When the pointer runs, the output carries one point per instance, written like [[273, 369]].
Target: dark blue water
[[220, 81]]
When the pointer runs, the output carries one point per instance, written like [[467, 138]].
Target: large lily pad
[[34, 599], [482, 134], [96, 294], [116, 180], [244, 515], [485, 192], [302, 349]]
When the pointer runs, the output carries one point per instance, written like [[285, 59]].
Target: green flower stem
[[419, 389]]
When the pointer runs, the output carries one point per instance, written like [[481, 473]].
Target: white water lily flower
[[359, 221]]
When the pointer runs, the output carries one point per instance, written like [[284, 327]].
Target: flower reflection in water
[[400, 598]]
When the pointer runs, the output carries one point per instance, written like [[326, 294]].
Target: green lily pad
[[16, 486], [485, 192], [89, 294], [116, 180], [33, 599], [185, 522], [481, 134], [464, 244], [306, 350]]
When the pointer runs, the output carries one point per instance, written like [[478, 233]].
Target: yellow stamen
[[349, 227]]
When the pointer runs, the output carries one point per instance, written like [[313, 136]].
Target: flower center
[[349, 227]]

→ TASK
Rewrite all the rows above, swapping every "Target" for "Object" and leaving everything else unchanged.

→ TASK OUTPUT
When the pointer runs, the output carries one point per instance, written like [[273, 369]].
Object: dark blue water
[[220, 81]]
When the pointer runs, the output carries one point per instance, written like [[467, 138]].
Object: large lily pad
[[34, 599], [482, 134], [96, 294], [116, 180], [244, 515], [485, 192], [302, 349]]
When the pointer runs, the output carries one point per instance, written like [[285, 59]].
Object: green flower stem
[[419, 389]]
When the pointer runs, the output carries one point per instance, written like [[481, 473]].
Object: white water lily flower
[[359, 221]]
When the pointer runs, the output carries one point per instance, written like [[284, 327]].
Object: flower reflection in water
[[400, 598]]
When the pointer runs, the output carries one point per instance, written like [[326, 294]].
Object: green lily pad
[[16, 486], [485, 192], [89, 294], [116, 180], [33, 599], [185, 522], [481, 134], [464, 244], [306, 350]]
When the pointer runs, the output carries one point per instance, written like [[478, 233]].
Object: yellow stamen
[[349, 227]]
When the pointer runs, the output carries one point per instance, written like [[313, 136]].
Object: flower center
[[349, 227]]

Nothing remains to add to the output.